## EXERCISE AIM
Pull out every line of the items below that contains the string "blue", and count a match only when its case is identical.

## STORED DATA
-- BEGIN --

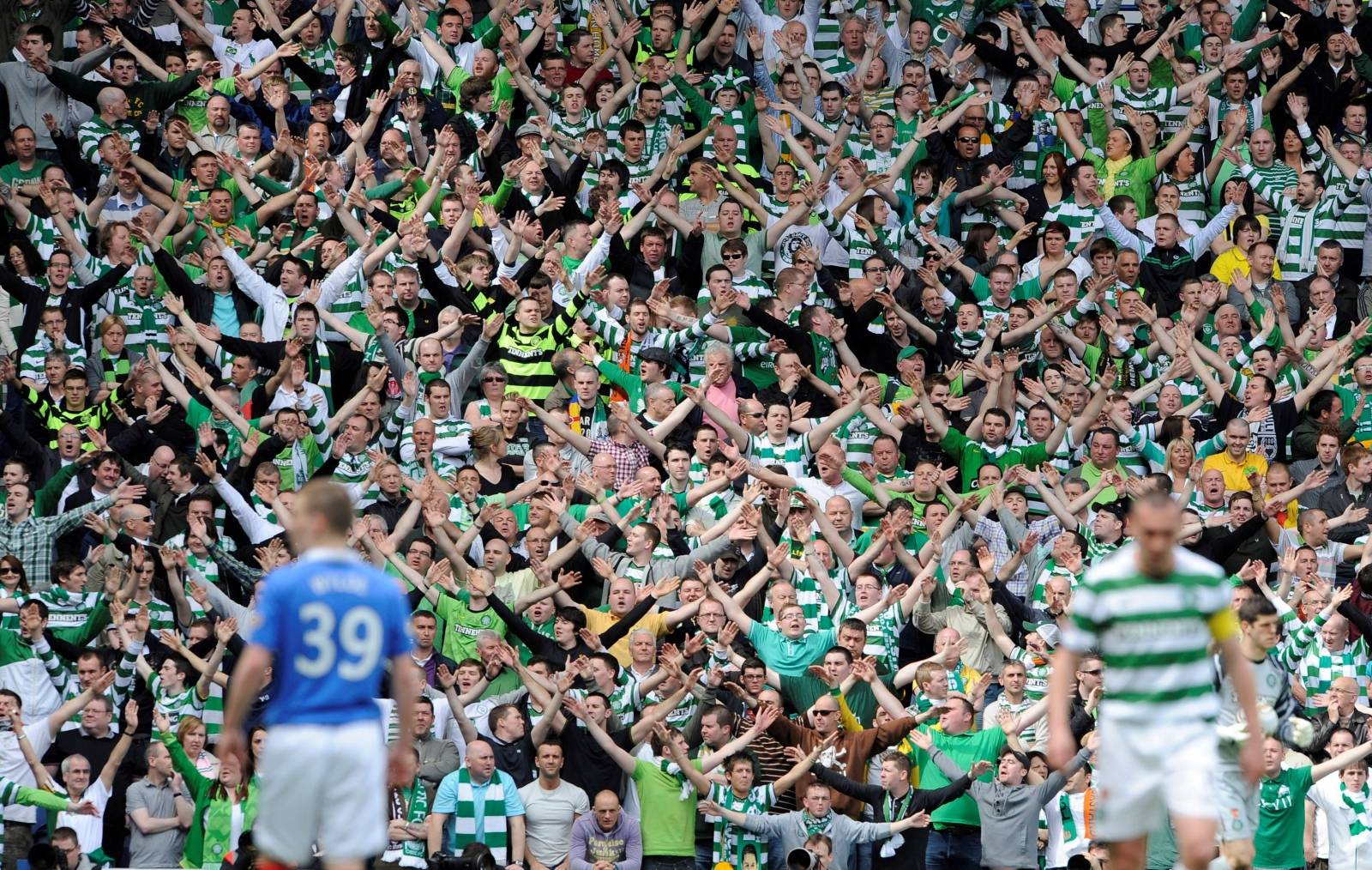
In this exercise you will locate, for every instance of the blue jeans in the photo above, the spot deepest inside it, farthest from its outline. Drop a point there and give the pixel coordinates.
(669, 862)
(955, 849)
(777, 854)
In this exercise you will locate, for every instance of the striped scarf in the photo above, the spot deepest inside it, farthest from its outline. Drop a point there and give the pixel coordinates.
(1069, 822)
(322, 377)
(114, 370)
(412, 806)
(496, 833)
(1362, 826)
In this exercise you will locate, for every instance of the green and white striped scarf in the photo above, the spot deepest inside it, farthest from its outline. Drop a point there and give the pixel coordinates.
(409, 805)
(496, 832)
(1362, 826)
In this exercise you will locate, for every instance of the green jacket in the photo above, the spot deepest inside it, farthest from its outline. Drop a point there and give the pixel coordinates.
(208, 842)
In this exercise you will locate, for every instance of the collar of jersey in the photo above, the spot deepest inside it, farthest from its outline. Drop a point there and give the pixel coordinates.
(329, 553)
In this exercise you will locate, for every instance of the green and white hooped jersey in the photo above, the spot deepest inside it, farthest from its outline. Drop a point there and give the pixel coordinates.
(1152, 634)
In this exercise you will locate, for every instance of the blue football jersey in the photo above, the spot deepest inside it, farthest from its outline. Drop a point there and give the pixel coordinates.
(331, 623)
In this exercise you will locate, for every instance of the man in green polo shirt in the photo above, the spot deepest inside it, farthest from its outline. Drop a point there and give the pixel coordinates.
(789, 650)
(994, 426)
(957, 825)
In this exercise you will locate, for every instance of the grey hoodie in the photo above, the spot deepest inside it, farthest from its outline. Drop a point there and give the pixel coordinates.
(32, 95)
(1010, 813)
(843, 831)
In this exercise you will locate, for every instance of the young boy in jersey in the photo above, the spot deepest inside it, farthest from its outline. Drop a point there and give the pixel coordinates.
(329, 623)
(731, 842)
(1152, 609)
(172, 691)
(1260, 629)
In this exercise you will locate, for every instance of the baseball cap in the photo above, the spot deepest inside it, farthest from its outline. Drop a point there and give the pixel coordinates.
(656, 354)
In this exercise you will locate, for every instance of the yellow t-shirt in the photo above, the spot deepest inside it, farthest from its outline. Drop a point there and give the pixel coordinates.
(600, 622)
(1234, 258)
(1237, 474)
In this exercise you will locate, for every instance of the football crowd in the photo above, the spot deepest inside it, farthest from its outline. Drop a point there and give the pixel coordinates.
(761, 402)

-- END --
-- BEGIN --

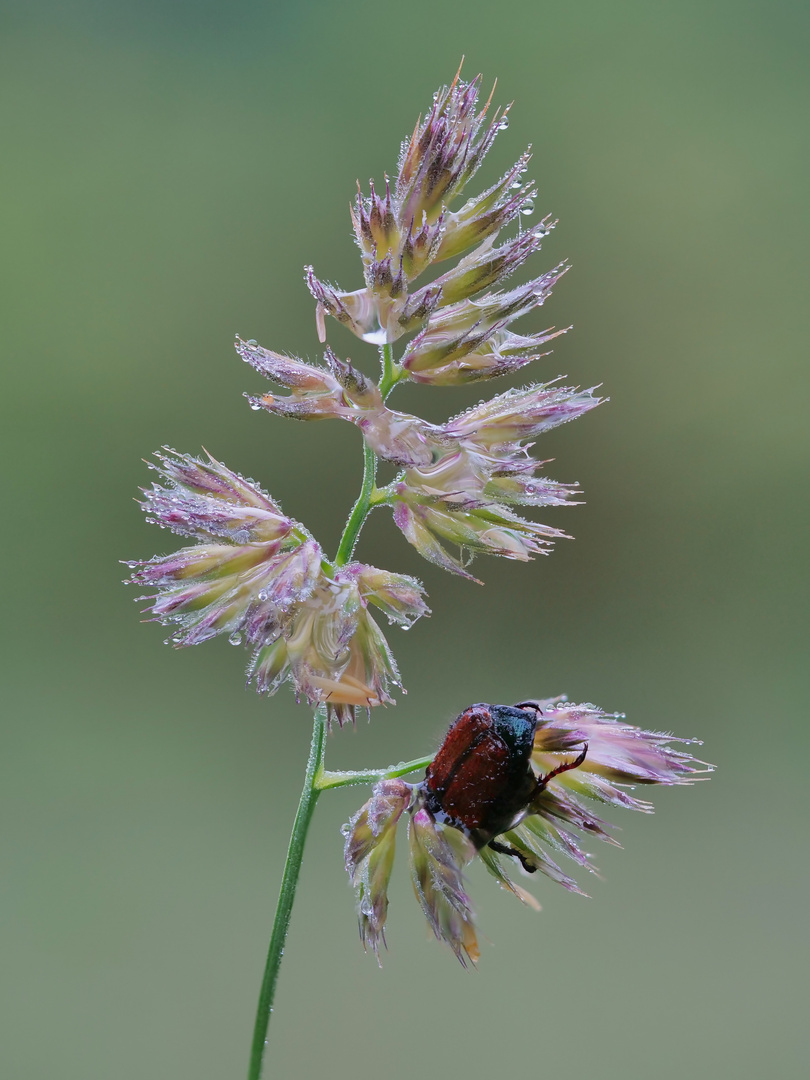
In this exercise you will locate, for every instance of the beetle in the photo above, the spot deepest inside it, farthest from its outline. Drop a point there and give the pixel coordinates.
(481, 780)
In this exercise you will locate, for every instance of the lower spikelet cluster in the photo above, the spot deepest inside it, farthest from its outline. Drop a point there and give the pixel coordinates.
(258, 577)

-- END --

## TASK SOLUTION
In this exercise you will locate, for every instance of the blue jeans in the photo above, the spot deepest inside it, farthest from its outline. Drop a point there and give the pixel coordinates.
In this exercise you will locate, for every instance of the blue football jersey in the photo above, the spot deepest inside it, farthest from its outline. Drop a point there and give the pixel coordinates.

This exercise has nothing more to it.